▶ [SOURCE EXTRACT]
Re: [PATCH RFC V2 17/17] x86/entry: Preserve PKRS MSR across exceptions

Ira Weiny <ira.weiny@xxxxxxxxx> · Fri, 24 Jul 2020 12:43:56 -0700

On Fri, Jul 24, 2020 at 10:29:23AM -0700, Andy Lutomirski wrote:
> 
> > On Jul 24, 2020, at 10:23 AM, Ira Weiny <ira.weiny@xxxxxxxxx> wrote:
> > 
> > On Thu, Jul 23, 2020 at 10:15:17PM +0200, Thomas Gleixner wrote:
> >> Thomas Gleixner <tglx@xxxxxxxxxxxxx> writes:
> >> 
> >>> Ira Weiny <ira.weiny@xxxxxxxxx> writes:
> >>>> On Fri, Jul 17, 2020 at 12:06:10PM +0200, Peter Zijlstra wrote:
> >>>>>> On Fri, Jul 17, 2020 at 12:20:56AM -0700, ira.weiny@xxxxxxxxx wrote:
> >>>>> I've been really digging into this today and I'm very concerned that I'm
> >>>>> completely missing something WRT idtentry_enter() and idtentry_exit().
> >>>>> 
> >>>>> I've instrumented idt_{save,restore}_pkrs(), and __dev_access_{en,dis}able()
> >>>>> with trace_printk()'s.
> >>>>> 
> >>>>> With this debug code, I have found an instance where it seems like
> >>>>> idtentry_enter() is called without a corresponding idtentry_exit().  This has
> >>>>> left the thread ref counter at 0 which results in very bad things happening
> >>>>> when __dev_access_disable() is called and the ref count goes negative.
> >>>>> 
> >>>>> Effectively this seems to be happening:
> >>>>> 
> >>>>> ...
> >>>>>    // ref == 0
> >>>>>    dev_access_enable()  // ref += 1 ==> disable protection
> >>>>>        // exception  (which one I don't know)
> >>>>>            idtentry_enter()
> >>>>>                // ref = 0
> >>>>>                _handler() // or whatever code...
> >>>>>            // *_exit() not called [at least there is no trace_printk() output]...

▶ [RECORD EXCERPTS]
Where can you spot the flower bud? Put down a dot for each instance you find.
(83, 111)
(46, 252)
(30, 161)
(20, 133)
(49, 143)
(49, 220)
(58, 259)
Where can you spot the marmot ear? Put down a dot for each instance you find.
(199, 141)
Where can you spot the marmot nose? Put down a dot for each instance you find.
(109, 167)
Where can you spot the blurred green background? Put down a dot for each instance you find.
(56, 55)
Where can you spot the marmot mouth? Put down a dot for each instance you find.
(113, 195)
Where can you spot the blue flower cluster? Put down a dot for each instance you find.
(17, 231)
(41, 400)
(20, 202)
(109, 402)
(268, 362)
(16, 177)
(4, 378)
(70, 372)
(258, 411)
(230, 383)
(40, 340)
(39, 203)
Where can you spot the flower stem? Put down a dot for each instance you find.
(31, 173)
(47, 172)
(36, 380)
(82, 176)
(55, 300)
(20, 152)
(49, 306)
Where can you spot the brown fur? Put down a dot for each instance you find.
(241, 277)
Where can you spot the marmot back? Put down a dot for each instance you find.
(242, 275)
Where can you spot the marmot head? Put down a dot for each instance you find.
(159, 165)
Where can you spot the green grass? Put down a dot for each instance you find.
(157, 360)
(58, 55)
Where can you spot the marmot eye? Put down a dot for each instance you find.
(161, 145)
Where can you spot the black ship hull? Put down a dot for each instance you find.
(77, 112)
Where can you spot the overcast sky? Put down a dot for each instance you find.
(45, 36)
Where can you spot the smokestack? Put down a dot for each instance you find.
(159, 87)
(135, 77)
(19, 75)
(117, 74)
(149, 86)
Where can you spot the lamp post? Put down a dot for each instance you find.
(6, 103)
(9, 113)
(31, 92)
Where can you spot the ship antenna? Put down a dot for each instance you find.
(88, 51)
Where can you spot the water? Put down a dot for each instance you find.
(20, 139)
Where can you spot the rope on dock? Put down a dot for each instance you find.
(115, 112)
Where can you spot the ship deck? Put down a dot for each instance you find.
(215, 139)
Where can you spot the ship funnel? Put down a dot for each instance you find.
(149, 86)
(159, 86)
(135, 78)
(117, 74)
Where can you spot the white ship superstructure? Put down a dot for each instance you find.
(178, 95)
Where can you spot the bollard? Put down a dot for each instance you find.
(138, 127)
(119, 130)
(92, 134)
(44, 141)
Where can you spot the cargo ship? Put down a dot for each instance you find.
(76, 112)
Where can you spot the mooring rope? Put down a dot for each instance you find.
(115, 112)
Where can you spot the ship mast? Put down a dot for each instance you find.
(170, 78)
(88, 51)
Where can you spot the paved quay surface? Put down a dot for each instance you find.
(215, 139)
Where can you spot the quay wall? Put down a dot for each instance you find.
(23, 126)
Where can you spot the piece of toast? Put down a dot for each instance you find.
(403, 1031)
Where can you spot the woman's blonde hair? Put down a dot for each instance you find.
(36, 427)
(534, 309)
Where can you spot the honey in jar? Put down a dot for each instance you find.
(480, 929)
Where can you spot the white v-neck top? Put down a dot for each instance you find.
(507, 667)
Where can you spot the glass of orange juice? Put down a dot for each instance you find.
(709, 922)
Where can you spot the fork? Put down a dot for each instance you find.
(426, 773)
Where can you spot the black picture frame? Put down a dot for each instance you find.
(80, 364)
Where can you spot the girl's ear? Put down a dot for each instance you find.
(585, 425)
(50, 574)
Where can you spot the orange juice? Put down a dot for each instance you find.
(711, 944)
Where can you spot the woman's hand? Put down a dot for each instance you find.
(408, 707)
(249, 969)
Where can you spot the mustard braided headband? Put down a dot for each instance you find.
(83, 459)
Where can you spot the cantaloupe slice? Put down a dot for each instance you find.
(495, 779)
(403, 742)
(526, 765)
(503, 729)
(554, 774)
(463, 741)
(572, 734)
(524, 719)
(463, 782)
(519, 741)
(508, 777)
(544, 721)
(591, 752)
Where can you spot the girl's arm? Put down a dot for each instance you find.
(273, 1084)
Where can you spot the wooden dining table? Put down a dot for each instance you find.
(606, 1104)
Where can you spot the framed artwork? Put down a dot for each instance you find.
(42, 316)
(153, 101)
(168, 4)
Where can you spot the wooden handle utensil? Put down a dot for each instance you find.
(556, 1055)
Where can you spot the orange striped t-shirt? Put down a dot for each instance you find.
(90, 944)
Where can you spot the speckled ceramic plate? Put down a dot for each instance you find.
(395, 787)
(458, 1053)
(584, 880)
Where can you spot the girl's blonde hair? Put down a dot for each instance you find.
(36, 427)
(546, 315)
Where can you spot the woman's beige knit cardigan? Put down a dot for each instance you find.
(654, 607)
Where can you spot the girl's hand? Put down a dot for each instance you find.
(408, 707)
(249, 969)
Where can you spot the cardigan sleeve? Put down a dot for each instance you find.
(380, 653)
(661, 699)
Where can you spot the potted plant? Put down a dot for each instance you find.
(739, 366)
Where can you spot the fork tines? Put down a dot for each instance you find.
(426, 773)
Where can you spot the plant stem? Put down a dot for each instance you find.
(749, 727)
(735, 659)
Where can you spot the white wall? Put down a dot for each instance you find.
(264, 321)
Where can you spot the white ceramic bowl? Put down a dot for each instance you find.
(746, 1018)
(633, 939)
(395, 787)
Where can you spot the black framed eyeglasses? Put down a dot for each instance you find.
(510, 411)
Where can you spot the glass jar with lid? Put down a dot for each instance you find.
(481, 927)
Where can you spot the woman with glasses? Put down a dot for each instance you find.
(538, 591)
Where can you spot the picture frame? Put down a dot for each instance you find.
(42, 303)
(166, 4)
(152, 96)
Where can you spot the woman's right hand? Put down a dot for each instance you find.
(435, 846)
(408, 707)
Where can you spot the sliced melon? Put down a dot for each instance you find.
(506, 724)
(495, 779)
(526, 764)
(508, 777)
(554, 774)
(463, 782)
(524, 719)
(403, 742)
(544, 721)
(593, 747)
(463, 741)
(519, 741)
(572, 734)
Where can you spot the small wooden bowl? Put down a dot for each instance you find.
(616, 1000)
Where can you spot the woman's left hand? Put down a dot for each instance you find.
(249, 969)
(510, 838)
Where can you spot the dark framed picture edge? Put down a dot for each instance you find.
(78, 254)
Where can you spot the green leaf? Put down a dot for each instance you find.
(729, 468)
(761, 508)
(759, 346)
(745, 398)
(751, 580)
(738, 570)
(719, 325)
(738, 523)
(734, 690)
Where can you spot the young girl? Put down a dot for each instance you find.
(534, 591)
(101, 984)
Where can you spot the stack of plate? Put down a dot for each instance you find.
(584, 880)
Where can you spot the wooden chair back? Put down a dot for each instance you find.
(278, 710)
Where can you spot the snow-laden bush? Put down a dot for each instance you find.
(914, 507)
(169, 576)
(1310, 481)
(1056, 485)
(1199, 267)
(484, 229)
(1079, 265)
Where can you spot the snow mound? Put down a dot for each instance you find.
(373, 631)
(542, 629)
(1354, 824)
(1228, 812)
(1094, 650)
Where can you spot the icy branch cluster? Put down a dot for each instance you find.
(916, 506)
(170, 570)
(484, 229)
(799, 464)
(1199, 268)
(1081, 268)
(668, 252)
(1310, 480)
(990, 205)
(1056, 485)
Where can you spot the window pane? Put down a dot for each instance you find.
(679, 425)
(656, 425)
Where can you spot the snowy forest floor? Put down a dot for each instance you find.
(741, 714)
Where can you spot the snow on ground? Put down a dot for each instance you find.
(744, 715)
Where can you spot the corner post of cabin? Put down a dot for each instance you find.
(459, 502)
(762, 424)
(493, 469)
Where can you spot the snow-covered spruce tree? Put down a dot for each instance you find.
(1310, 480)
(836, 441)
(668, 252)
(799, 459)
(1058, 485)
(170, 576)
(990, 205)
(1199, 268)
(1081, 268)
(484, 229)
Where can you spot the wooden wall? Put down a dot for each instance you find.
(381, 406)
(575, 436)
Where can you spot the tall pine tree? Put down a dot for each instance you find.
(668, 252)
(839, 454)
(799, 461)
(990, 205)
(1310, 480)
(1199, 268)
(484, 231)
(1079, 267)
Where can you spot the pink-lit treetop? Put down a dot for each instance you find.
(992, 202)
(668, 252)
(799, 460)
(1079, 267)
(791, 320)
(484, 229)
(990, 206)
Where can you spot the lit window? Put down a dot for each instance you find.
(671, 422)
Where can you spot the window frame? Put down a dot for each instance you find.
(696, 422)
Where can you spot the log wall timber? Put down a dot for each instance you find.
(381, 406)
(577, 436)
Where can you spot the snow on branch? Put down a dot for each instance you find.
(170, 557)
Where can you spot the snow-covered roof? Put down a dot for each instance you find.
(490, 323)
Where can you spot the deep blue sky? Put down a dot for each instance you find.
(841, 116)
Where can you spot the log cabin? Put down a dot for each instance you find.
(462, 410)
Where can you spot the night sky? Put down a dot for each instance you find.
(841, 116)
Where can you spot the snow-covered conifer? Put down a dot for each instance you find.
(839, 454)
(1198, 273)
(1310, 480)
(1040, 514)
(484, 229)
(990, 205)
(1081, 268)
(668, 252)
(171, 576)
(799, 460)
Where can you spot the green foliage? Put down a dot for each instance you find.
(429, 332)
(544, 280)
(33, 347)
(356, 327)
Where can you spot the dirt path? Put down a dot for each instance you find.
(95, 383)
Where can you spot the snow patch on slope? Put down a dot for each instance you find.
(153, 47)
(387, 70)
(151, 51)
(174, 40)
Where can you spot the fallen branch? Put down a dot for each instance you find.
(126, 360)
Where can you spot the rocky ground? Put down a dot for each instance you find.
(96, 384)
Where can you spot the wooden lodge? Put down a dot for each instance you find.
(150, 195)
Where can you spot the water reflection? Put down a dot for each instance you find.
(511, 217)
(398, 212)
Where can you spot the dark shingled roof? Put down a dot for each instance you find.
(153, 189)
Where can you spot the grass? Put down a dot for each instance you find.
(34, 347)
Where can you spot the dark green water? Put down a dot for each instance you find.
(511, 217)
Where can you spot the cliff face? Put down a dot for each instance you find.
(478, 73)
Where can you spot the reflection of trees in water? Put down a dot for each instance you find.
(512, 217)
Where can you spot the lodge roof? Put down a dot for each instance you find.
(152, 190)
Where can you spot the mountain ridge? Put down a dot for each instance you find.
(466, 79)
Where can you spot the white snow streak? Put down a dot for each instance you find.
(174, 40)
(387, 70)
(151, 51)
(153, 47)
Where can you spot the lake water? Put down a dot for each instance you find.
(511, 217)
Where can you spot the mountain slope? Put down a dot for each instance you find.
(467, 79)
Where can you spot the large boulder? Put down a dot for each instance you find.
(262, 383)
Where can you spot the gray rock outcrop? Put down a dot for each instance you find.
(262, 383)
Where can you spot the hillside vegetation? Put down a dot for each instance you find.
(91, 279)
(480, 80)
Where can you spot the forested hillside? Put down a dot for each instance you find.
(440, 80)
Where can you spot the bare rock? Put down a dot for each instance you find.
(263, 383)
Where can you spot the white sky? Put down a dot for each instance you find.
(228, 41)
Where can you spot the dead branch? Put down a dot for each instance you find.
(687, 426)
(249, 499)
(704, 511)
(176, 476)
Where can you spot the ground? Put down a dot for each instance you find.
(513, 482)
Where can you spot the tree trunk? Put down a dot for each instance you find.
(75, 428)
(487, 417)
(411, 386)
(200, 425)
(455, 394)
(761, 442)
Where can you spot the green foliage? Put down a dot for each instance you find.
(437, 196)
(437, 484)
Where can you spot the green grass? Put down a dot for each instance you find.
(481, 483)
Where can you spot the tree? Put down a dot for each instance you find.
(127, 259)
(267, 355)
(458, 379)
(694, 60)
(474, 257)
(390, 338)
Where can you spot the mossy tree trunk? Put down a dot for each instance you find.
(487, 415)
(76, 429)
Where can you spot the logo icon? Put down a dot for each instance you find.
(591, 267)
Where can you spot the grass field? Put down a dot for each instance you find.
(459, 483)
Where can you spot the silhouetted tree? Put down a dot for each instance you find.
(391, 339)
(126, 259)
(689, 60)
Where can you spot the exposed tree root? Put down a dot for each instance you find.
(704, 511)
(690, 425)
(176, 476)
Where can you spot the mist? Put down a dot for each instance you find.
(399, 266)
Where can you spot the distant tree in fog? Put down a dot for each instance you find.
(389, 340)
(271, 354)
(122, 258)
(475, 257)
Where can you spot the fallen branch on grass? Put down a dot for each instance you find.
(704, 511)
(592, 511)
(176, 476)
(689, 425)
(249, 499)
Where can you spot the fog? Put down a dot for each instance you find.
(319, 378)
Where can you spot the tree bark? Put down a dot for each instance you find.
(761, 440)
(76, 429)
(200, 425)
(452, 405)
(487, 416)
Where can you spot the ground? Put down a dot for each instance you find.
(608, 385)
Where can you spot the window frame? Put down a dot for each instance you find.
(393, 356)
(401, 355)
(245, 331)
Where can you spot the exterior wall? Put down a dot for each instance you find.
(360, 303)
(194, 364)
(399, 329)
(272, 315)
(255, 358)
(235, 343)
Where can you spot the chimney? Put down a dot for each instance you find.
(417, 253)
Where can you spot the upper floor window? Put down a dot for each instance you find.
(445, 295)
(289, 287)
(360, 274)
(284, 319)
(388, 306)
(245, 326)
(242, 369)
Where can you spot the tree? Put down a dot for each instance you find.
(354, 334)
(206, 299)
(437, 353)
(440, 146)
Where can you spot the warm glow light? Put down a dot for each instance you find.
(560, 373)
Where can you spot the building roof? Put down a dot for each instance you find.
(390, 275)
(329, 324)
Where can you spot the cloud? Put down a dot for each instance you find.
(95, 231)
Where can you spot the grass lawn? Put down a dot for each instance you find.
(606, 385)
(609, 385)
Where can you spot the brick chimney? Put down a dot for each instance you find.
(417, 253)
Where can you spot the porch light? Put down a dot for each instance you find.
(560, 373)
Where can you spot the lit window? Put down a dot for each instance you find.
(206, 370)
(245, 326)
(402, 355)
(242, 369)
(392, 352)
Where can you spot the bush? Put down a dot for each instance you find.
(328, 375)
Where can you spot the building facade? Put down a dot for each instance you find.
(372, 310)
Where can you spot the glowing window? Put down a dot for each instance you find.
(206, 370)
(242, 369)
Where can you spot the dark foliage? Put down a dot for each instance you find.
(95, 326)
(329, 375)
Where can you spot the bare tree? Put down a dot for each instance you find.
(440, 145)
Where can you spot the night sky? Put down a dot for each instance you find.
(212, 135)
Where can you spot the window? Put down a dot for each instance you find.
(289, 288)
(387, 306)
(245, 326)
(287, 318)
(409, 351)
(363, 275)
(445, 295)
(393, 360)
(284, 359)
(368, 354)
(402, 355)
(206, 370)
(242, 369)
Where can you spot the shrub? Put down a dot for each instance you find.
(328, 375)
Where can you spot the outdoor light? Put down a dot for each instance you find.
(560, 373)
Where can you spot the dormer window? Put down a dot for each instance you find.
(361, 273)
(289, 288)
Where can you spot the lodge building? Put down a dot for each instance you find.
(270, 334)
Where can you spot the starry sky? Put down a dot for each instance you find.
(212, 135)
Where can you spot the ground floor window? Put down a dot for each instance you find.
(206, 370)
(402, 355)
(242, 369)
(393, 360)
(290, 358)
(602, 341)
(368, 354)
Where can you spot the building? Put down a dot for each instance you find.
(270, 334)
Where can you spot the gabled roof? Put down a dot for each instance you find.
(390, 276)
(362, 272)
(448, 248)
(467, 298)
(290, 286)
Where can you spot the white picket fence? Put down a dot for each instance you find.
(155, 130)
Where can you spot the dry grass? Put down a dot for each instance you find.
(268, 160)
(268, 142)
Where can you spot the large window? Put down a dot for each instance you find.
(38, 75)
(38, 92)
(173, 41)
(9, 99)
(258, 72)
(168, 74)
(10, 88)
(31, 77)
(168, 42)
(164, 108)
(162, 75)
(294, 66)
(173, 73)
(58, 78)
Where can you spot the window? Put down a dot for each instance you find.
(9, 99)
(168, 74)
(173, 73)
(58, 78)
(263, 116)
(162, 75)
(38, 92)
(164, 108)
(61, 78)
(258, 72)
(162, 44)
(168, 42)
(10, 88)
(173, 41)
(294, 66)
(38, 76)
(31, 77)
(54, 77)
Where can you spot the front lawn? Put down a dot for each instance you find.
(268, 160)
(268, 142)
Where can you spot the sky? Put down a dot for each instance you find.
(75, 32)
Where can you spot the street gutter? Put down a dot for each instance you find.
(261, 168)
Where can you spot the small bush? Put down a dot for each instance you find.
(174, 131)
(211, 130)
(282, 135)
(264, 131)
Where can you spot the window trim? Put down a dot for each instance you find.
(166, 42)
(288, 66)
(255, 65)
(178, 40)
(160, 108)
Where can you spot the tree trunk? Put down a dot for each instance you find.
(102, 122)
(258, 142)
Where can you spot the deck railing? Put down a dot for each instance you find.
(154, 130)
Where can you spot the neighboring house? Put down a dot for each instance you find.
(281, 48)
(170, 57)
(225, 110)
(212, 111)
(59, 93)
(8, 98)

▶ [YOUR TASKS]
a) Can you reproduce word for word the portion of the PKRS patch thread that opens with the words containing "On Fri, Jul 24, 2020" and closes with "idtentry_enter() and idtentry_exit()."?
b) How might the PKRS patch thread go on after its final line? Write that continuation.

▶ [RESPONSES FOR EACH TASK]
a)
On Fri, Jul 24, 2020 at 10:29:23AM -0700, Andy Lutomirski wrote:
> 
> > On Jul 24, 2020, at 10:23 AM, Ira Weiny <ira.weiny@xxxxxxxxx> wrote:
> > 
> > On Thu, Jul 23, 2020 at 10:15:17PM +0200, Thomas Gleixner wrote:
> >> Thomas Gleixner <tglx@xxxxxxxxxxxxx> writes:
> >> 
> >>> Ira Weiny <ira.weiny@xxxxxxxxx> writes:
> >>>> On Fri, Jul 17, 2020 at 12:06:10PM +0200, Peter Zijlstra wrote:
> >>>>>> On Fri, Jul 17, 2020 at 12:20:56AM -0700, ira.weiny@xxxxxxxxx wrote:
> >>>>> I've been really digging into this today and I'm very concerned that I'm
> >>>>> completely missing something WRT idtentry_enter() and idtentry_exit().

b)
> >>>>>            // Regardless of trace output, the ref is left at 0
> >>>>>    dev_access_disable() // ref -= 1 ==> -1 ==> does not enable protection
> >>>>>    (Bad stuff is bound to happen now...)
> >>> 
> >>> Well, if any exception which calls idtentry_enter() would return without
> >>> going through idtentry_exit() then lots of bad stuff would happen even
> >>> without your patches.
> >>> 
> >>>> Also is there any chance that the process could be getting scheduled and that
> >>>> is causing an issue?
> >>> 
> >>> Only from #PF, but after the fault has been resolved and the tasks is
> >>> scheduled in again then the task returns through idtentry_exit() to the
> >>> place where it took the fault. That's not guaranteed to be on the same
> >>> CPU. If schedule is not aware of the fact that the exception turned off
> >>> stuff then you surely get into trouble. So you really want to store it
> >>> in the task itself then the context switch code can actually see the
> >>> state and act accordingly.
> >> 
> >> Actually thats nasty as well as you need a stack of PKRS values to
> >> handle nested exceptions. But it might be still the most reasonable
> >> thing to do. 7 PKRS values plus an index should be really sufficient,
> >> that's 32bytes total, not that bad.
> > 
> > I've thought about this a bit more and unless I'm wrong I think the
> > idtentry_state provides for that because each nested exception has it's own
> > idtentry_state doesn't it?
> 
> Only the ones that use idtentry_enter() instead of, say, nmi_enter().

Oh agreed...

But with this patch we are still better off than just preserving during context
switch.

I need to update the commit message here to make this clear though.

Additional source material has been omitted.